═══ Available data

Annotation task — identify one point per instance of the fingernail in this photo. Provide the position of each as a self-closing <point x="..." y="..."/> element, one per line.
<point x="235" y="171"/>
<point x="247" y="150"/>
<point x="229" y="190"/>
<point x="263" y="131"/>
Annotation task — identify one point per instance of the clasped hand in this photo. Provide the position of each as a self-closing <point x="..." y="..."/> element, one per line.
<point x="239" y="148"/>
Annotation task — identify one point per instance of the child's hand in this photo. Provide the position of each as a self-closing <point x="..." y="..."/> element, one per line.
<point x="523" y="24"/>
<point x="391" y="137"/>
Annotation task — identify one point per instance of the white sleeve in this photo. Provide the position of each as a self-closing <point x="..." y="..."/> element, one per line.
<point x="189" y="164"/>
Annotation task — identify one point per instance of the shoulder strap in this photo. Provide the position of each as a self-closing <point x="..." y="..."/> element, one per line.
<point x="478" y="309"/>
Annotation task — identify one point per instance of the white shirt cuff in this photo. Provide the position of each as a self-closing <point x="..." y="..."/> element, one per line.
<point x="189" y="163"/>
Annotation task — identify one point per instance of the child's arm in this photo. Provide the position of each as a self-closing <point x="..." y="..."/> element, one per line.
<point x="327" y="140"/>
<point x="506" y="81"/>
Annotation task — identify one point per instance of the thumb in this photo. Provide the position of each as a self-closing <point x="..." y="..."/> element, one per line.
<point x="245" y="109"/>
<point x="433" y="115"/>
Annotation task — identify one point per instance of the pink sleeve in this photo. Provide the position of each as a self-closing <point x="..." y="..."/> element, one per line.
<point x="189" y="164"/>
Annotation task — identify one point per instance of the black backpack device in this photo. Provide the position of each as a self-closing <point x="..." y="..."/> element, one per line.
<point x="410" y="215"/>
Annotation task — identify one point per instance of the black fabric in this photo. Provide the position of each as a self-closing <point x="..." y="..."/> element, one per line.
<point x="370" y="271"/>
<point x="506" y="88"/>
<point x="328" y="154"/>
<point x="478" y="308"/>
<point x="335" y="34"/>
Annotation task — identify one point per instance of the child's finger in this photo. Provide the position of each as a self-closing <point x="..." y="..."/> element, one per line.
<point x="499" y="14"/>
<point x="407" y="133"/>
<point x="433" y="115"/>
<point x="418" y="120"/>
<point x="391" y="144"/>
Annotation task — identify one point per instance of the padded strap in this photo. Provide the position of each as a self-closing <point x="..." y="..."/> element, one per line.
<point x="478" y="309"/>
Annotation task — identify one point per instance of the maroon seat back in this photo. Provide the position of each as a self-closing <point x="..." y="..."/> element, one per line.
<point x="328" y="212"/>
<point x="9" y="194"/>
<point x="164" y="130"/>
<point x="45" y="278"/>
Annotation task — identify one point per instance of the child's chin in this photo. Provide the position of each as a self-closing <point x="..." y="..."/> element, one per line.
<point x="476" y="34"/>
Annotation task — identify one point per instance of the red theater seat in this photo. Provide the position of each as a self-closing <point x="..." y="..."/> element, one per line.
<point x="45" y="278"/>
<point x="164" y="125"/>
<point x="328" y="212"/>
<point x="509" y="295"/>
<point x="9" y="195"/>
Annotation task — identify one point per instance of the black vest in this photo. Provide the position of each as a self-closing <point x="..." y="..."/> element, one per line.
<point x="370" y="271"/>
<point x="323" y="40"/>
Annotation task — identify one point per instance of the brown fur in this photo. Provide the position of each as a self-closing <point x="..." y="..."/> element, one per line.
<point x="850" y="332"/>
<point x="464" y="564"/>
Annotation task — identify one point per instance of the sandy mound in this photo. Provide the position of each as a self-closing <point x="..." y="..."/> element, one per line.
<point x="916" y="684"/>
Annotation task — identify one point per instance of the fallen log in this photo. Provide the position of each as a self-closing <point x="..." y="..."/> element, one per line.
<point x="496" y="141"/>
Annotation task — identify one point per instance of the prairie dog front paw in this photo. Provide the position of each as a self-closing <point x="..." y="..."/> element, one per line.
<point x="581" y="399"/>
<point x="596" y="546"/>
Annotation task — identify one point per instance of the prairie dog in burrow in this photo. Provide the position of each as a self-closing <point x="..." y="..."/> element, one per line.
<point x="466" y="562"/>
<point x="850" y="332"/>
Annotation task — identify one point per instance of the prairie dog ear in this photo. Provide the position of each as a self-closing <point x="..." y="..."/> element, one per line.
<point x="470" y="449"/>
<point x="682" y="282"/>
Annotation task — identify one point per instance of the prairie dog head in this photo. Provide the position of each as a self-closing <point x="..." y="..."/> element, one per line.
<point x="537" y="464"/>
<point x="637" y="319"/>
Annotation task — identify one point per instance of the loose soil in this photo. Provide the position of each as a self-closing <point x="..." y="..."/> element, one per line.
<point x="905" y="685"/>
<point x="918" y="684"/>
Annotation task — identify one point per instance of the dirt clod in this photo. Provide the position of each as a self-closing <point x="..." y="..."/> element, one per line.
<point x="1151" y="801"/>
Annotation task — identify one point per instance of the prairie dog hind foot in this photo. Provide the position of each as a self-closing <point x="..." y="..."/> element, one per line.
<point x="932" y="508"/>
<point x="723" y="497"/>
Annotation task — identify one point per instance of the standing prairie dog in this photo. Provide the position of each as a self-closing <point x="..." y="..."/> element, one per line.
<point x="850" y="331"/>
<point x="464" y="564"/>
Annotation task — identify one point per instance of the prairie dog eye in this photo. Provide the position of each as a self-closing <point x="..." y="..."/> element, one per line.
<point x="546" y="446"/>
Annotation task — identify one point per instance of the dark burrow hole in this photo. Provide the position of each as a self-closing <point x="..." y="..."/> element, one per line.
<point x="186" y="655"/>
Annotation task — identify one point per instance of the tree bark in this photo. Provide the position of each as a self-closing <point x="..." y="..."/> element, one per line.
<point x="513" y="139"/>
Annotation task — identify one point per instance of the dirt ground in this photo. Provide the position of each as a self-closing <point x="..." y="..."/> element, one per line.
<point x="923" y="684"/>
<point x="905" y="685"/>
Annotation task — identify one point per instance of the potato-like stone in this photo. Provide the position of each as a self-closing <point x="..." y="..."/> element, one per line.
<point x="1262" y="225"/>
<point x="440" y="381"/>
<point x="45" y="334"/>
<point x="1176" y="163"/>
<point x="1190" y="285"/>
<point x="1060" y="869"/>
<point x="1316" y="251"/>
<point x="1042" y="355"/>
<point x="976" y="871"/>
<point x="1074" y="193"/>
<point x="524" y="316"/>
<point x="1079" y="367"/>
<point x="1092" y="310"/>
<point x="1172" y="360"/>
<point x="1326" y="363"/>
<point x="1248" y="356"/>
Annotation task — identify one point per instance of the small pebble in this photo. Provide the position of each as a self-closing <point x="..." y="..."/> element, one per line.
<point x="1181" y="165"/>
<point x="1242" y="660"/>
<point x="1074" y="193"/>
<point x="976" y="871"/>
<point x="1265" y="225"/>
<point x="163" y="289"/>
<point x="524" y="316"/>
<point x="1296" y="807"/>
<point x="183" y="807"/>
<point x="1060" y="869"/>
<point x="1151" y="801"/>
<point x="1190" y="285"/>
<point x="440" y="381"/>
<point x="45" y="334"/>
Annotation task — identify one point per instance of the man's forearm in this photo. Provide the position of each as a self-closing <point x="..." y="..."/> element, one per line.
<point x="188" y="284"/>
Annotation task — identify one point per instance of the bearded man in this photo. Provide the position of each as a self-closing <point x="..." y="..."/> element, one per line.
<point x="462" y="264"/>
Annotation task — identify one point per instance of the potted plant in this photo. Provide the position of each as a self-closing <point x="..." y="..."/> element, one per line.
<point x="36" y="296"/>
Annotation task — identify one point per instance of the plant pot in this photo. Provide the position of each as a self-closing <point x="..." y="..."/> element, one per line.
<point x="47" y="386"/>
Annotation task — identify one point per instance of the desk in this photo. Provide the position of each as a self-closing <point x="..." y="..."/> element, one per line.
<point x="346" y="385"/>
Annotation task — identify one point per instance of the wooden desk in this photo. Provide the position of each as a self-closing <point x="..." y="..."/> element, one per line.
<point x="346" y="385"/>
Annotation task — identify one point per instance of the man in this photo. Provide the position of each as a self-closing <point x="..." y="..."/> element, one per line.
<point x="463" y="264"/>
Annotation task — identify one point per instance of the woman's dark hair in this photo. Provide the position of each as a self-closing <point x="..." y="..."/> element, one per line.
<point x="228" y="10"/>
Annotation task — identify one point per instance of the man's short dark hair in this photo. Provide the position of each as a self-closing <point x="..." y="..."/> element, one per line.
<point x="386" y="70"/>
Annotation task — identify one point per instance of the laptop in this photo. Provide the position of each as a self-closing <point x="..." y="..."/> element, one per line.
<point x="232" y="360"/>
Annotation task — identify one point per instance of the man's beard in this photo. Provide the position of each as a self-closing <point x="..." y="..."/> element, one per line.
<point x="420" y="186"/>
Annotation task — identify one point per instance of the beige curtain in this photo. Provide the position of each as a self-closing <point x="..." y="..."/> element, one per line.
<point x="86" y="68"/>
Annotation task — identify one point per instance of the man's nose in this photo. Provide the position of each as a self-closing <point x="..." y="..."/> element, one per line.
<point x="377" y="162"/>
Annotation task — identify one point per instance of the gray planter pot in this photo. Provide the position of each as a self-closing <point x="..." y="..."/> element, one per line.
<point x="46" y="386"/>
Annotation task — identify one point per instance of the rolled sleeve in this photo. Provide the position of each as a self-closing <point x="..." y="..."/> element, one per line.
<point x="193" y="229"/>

══════

__Problem description__
All lines from the one containing "Annotation task — identify one point per instance of the laptop" down to the final line above are to be restated word for word; leave out the rest.

__Written solution__
Annotation task — identify one point per instance of the laptop in this photo. Provide the position of each as a self-closing <point x="..." y="..."/> element, one per line.
<point x="232" y="360"/>
Annotation task — identify one point per instance of the man's beard in this photo. Provide the position of each as a self-closing <point x="..." y="..."/> element, one per line.
<point x="420" y="186"/>
Annotation task — identify one point per instance of the beige curtain in this photo. Provide the position of each as a self-closing <point x="..." y="..."/> element, one per line.
<point x="86" y="68"/>
Annotation task — identify one point per instance of the man's nose in this photo. Provide the position of each as a self-closing <point x="..." y="..."/> element, one per line.
<point x="377" y="162"/>
Annotation task — identify one point per instance of the gray planter pot in this photo. Provide the position of each as a self-closing <point x="..." y="..."/> element, one per line.
<point x="46" y="386"/>
Annotation task — identify one point per instance of the rolled sleeve in this photo. Provide the position of each as a self-closing <point x="..." y="..."/> element, one per line.
<point x="193" y="229"/>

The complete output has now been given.